# Supplied passage
***

The Amazon Basin
The Amazon Basin is the largest and more pristine watershed in Brazil with the highest freshwater fish diversity in the world and sustaining widespread small-scale fisheries. Although large tracts of the Amazon remain in good ecological condition, excessive fishing pressure had decreased the size and abundance of some large commercial fishes.
In the last decades, several locally based and bottom-up co-management systems emerged in the Brazilian Amazon, on which local communities manage fishing territories (usually floodplain lakes), by excluding outsiders that do not follow management rules, such as fishing restrictions or no-take areas. Co-management may improve fishing yields and increase fish abundance in the more productive white water floodplains.
Quick Facts:
- Area: 5.5 Million km2.
- Population: Estimated 30 million people, nine different political systems (see below). The Amazon basin is home to 350 ethnic groups, 60 of which remain almost completely isolated.
- Jurisdictions: Brazil (64%), Peru (10%), Colombia (6.2%), Bolivia (6.2%), Ecuador (1.5%), Venezuela (5.8%), Others – Guyana, Surinam, and French Guiana (5.9%)

***

(Data items)

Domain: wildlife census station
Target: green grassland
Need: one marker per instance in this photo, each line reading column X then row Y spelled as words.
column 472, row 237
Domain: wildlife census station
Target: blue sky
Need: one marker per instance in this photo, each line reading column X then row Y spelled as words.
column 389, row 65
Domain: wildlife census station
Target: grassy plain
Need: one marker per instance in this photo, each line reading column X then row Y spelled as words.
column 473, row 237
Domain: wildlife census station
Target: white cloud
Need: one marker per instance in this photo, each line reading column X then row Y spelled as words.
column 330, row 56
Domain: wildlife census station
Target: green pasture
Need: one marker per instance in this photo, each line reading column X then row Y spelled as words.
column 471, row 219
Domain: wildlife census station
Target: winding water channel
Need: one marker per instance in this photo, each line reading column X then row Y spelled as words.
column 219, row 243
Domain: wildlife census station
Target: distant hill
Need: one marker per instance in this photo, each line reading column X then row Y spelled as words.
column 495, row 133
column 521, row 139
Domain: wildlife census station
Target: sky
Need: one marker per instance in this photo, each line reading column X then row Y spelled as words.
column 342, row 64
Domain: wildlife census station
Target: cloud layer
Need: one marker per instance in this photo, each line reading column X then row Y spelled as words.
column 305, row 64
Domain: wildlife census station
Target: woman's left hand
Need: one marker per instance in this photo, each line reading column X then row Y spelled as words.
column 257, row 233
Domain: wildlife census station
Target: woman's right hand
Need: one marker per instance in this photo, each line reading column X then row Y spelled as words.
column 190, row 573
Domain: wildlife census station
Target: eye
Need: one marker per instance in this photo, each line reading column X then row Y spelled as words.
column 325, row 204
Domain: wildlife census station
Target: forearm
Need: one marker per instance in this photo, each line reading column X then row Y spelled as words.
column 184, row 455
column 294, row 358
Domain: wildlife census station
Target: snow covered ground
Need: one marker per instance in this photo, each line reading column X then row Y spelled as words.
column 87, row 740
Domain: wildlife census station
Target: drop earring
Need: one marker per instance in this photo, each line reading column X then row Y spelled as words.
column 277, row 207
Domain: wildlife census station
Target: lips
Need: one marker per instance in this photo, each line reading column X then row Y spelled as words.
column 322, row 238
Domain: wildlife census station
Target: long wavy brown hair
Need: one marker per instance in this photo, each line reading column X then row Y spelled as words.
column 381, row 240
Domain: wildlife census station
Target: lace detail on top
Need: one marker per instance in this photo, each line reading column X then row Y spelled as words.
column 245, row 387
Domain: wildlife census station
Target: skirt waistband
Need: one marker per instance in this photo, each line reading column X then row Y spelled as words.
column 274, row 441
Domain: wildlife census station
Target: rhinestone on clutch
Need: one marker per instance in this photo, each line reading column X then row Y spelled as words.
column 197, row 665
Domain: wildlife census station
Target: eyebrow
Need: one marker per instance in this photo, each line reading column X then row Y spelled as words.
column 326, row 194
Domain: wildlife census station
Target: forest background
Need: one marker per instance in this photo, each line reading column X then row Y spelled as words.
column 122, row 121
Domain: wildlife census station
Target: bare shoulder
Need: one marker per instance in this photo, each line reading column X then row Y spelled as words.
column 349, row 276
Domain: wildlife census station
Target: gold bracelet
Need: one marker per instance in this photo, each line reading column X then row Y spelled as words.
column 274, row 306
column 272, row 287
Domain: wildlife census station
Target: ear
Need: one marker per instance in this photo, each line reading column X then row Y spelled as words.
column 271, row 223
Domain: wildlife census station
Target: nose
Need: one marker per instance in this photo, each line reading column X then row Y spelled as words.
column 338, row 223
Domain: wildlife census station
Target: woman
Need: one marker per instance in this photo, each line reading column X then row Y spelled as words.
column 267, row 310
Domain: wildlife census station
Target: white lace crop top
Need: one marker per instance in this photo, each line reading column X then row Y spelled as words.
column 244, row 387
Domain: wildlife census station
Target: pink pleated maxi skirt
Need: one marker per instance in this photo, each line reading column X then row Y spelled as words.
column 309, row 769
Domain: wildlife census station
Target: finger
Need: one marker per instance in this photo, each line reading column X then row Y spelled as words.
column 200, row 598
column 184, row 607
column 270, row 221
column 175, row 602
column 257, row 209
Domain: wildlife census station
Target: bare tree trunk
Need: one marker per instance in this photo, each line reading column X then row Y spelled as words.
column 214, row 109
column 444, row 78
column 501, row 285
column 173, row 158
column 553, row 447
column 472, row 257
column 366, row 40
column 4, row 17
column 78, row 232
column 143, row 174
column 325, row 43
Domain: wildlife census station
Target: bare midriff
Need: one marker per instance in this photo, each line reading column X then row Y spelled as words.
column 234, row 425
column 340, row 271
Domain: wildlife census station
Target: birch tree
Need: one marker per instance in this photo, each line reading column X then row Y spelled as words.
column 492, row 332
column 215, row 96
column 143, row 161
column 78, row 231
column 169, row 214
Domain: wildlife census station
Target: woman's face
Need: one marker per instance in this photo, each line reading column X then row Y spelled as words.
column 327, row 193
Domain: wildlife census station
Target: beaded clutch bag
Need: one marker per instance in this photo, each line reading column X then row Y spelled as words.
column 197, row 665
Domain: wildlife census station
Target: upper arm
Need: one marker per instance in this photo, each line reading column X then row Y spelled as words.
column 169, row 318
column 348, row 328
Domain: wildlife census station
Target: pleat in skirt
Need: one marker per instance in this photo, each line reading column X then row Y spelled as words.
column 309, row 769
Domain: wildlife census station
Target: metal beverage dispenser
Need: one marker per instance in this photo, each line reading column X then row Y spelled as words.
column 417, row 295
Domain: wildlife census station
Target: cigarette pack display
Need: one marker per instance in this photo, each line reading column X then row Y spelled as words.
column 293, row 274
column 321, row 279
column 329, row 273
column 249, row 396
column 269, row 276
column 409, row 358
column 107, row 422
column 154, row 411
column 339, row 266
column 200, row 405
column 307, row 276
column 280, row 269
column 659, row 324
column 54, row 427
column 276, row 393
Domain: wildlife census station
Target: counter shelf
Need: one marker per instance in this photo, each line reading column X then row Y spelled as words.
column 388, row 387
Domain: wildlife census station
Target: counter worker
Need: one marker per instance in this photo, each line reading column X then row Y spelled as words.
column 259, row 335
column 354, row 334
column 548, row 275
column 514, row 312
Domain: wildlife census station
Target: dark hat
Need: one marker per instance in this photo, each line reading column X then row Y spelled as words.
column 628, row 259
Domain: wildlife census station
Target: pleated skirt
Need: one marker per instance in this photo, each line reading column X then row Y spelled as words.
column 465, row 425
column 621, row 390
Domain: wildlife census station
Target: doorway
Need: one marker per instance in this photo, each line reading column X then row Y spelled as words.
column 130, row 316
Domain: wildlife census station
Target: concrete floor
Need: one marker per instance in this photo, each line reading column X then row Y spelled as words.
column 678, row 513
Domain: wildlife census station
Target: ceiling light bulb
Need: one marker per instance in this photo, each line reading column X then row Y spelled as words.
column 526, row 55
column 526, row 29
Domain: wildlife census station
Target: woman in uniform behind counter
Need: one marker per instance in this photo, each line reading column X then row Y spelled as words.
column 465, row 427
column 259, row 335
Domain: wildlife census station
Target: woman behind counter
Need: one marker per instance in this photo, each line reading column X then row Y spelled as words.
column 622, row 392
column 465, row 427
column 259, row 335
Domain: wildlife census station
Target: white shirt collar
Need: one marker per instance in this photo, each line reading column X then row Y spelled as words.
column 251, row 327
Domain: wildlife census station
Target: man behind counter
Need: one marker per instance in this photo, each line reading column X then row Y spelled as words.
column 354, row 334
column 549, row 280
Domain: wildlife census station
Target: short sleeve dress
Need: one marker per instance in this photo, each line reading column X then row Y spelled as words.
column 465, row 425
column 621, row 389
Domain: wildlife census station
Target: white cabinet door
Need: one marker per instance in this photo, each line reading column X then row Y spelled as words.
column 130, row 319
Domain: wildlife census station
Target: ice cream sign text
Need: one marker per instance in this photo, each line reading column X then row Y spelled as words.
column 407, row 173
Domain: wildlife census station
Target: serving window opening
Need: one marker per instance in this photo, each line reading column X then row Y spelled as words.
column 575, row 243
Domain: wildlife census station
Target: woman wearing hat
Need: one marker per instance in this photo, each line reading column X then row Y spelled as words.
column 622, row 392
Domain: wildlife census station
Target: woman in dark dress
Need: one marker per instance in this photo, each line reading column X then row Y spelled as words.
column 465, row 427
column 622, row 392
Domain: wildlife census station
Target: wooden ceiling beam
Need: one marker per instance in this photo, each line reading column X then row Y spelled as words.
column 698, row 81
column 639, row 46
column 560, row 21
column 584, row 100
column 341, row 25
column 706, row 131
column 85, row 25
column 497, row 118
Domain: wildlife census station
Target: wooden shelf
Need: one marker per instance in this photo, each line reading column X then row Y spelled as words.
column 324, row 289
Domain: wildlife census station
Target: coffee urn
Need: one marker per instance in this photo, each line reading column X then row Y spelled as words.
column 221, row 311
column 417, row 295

***

# Prompt
Please rewrite the Amazon Basin text from "In the last" through "5.5 Million km2.", putting "closed areas" in place of "no-take areas". The items have no part in this.

# Solution to this task
In the last decades, several locally based and bottom-up co-management systems emerged in the Brazilian Amazon, on which local communities manage fishing territories (usually floodplain lakes), by excluding outsiders that do not follow management rules, such as fishing restrictions or closed areas. Co-management may improve fishing yields and increase fish abundance in the more productive white water floodplains.
Quick Facts:
- Area: 5.5 Million km2.